-- Instruction --
Please copy every line of the listing below word for word, without changing anything.

___ Recorded data ___

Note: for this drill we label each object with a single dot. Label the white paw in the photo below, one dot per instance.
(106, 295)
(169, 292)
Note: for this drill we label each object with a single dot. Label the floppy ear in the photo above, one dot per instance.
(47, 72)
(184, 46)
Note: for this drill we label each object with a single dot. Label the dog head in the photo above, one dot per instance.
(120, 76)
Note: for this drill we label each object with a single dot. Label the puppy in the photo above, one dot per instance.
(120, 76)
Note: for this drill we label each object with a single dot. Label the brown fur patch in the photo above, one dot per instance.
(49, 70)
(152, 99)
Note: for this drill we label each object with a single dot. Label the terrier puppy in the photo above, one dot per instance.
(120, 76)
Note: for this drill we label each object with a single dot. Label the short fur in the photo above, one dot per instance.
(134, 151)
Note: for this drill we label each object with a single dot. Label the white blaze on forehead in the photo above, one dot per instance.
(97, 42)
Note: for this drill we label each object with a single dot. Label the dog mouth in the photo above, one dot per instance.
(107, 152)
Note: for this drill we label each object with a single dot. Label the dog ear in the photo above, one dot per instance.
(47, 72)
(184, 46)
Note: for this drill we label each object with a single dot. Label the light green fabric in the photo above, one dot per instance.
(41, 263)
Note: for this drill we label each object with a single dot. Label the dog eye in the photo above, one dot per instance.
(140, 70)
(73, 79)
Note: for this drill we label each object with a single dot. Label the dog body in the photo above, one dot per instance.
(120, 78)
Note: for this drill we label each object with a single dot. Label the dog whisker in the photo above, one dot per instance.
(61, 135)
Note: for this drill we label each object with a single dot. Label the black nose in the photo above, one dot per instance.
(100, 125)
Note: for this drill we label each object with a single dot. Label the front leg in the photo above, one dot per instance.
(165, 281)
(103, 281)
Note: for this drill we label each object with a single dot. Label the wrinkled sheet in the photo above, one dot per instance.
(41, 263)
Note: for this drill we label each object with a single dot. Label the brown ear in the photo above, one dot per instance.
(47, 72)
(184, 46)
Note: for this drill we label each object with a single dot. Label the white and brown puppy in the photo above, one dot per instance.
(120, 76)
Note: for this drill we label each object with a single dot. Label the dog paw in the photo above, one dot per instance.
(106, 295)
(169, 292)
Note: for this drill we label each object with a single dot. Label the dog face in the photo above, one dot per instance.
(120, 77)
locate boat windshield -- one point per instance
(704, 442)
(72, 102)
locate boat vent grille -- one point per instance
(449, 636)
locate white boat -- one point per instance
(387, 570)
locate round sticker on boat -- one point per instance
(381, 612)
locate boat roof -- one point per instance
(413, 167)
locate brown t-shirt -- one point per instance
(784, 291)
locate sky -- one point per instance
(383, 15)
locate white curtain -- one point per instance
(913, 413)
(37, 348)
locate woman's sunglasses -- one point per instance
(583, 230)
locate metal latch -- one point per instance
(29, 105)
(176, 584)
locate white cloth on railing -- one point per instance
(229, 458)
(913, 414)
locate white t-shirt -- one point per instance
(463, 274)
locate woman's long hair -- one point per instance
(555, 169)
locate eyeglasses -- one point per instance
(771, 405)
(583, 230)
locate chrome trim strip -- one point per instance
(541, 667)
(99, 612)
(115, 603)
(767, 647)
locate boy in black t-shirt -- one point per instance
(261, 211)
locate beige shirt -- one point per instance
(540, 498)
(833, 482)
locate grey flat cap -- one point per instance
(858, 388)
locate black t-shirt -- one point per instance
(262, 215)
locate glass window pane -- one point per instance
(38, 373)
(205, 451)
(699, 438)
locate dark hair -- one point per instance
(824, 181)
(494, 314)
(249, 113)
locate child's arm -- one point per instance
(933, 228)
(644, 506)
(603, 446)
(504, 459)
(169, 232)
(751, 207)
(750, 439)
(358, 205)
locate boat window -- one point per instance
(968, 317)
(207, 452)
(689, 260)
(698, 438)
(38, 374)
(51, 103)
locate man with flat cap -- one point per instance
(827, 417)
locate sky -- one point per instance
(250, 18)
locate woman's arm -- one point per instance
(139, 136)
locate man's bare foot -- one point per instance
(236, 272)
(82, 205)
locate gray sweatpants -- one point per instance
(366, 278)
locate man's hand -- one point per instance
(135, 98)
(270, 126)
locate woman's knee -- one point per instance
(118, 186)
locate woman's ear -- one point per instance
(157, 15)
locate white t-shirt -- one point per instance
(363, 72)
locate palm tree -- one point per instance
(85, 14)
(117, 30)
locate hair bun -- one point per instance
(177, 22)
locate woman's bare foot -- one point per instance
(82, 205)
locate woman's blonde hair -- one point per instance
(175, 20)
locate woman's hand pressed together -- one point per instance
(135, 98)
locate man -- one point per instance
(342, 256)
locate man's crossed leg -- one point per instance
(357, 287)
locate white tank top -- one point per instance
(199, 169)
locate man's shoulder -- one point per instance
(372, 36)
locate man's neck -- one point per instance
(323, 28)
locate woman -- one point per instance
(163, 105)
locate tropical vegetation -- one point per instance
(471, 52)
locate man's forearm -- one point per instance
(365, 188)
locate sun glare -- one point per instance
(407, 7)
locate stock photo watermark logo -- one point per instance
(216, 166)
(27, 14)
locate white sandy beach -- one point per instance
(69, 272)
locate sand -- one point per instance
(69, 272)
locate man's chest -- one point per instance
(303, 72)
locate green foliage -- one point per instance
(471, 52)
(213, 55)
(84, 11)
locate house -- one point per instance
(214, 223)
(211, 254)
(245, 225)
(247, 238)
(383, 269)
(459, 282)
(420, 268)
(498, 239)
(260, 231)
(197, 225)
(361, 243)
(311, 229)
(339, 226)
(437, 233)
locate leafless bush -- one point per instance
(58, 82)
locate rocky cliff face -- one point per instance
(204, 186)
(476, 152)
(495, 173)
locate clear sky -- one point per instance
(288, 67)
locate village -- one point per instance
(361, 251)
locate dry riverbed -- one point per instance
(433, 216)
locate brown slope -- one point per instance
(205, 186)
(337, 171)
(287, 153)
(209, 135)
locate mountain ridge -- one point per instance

___

-- Complete output --
Note: for this drill we label each object with a single dot. Label the white paw in the photo below, one dot per instance.
(106, 295)
(169, 292)
Note: for this drill we label each object with a single dot. Label the floppy ear in the photo above, one dot per instance.
(47, 72)
(184, 46)
Note: for this drill we label each object with a single dot. Label the dog head in the photo above, one dot per instance.
(120, 76)
Note: for this drill we label each object with a single dot. Label the puppy in the photo above, one dot per instance.
(120, 76)
Note: for this drill we label each object with a single dot. Label the brown fur patch in the photo above, one dot per instance.
(49, 70)
(152, 99)
Note: for this drill we label each object with a single dot. Label the terrier puppy in the photo above, one dot per instance.
(120, 76)
Note: for this drill we label each object with a single dot. Label the short fur in the photo above, one dot per instance.
(134, 151)
Note: for this drill we label each object with a single dot. Label the white blaze on forehead in the photo above, one dot per instance.
(97, 42)
Note: for this drill we label each object with a single dot. Label the dog mouth in the photo above, one dot per instance.
(107, 152)
Note: for this drill we label each object with a single dot. Label the dog ear in the photo above, one dot per instance.
(47, 72)
(184, 46)
Note: for this drill we label each object with a single dot. Label the light green fabric in the photo above, one dot per instance.
(41, 263)
Note: for this drill we label each object with a single dot. Label the dog eye in the photo above, one dot per instance.
(140, 70)
(73, 79)
Note: for this drill we label each object with a single dot. Label the dog body in the photo above, one dot per instance.
(120, 78)
Note: for this drill we label each object with a single dot. Label the dog whisker in the photo above, one dot per instance.
(61, 135)
Note: for this drill we label each object with a single dot. Label the black nose in the photo above, one dot per instance.
(100, 125)
Note: for this drill we label each object with a single dot. Label the front leg in the photo above, one dot per instance.
(165, 281)
(103, 281)
Note: for this drill we label each object with a single dot. Label the wrinkled sheet in the photo above, one dot per instance.
(41, 263)
Note: for this drill we label each object with a single dot. Label the brown ear in the photo above, one dot per instance.
(47, 72)
(184, 46)
Note: for this drill we label each object with a single dot. Label the white and brown puppy in the photo above, one dot per instance.
(120, 76)
Note: for this drill we label each object with a single dot. Label the dog paw in the photo above, one dot per instance.
(106, 295)
(169, 292)
Note: for this drill we label each object with a single dot. Label the dog face in the photo above, one dot per instance.
(120, 77)
locate boat windshield -- one point per instance
(704, 442)
(72, 102)
locate boat vent grille -- one point per instance
(449, 636)
locate white boat -- one point per instance
(387, 570)
locate round sticker on boat -- one point per instance
(381, 612)
locate boat roof -- one point per instance
(413, 167)
locate brown t-shirt -- one point per instance
(784, 291)
locate sky -- one point per instance
(383, 15)
locate white curtain -- one point per instance
(913, 413)
(37, 348)
locate woman's sunglasses -- one point per instance
(583, 230)
locate metal latch -- one point per instance
(29, 105)
(176, 584)
locate white cloth on railing -- one point per instance
(229, 458)
(913, 414)
locate white t-shirt -- one point per instance
(463, 274)
locate woman's long hair -- one point per instance
(555, 169)
locate eyeglasses -- one point per instance
(771, 405)
(583, 230)
locate chrome trim strip -- one point per instance
(541, 667)
(99, 612)
(115, 603)
(767, 647)
locate boy in black t-shirt -- one point per instance
(261, 211)
locate beige shirt -- one point per instance
(540, 498)
(833, 482)
locate grey flat cap -- one point per instance
(858, 388)
locate black t-shirt -- one point per instance
(262, 215)
locate glass window pane -- one point per instance
(38, 373)
(205, 451)
(699, 438)
locate dark hair -- one point per instance
(824, 181)
(494, 314)
(249, 113)
locate child's arm -- one point per instance
(933, 228)
(644, 506)
(603, 446)
(504, 459)
(169, 232)
(751, 207)
(750, 439)
(358, 205)
locate boat window -- one point per instance
(968, 317)
(207, 452)
(689, 260)
(698, 438)
(38, 374)
(51, 103)
locate man with flat cap -- one point per instance
(827, 417)
locate sky -- one point per instance
(250, 18)
locate woman's arm -- one point per instance
(139, 136)
locate man's bare foot -- one point per instance
(236, 272)
(82, 205)
locate gray sweatpants -- one point per instance
(366, 278)
locate man's hand -- one point per instance
(135, 98)
(270, 126)
locate woman's knee -- one point per instance
(118, 186)
locate woman's ear -- one point per instance
(157, 15)
locate white t-shirt -- one point per instance
(363, 72)
locate palm tree -- one point per instance
(85, 14)
(117, 30)
locate hair bun -- one point per instance
(177, 22)
locate woman's bare foot -- one point per instance
(82, 205)
locate woman's blonde hair -- one point per instance
(175, 20)
locate woman's hand pressed together -- one point per instance
(135, 98)
locate man -- one point per instance
(342, 256)
locate man's crossed leg -- one point per instance
(357, 287)
locate white tank top -- one point per instance
(199, 169)
locate man's shoulder -- one point per instance
(372, 36)
locate man's neck -- one point per instance
(323, 28)
locate woman -- one point per instance
(163, 105)
locate tropical vegetation -- one point per instance
(471, 52)
locate man's forearm -- one point per instance
(365, 188)
locate sun glare -- one point per instance
(407, 7)
locate stock photo watermark logo -- one point per instance
(216, 166)
(27, 14)
locate white sandy beach -- one point per instance
(69, 272)
locate sand -- one point per instance
(69, 272)
locate man's chest -- one point per instance
(303, 72)
locate green foliage -- one point per instance
(471, 52)
(213, 55)
(84, 11)
locate house -- one point per instance
(214, 223)
(211, 254)
(245, 225)
(247, 238)
(383, 269)
(459, 282)
(420, 268)
(498, 239)
(260, 231)
(197, 225)
(361, 243)
(311, 229)
(339, 226)
(437, 233)
locate leafless bush -- one point per instance
(58, 82)
locate rocky cliff face -- one point per instance
(204, 186)
(476, 152)
(495, 173)
locate clear sky -- one point per instance
(288, 67)
locate village -- one point per instance
(361, 251)
locate dry riverbed -- one point per instance
(433, 216)
locate brown slope -- one point per instance
(205, 186)
(337, 171)
(287, 153)
(209, 135)
locate mountain ridge -- one point per instance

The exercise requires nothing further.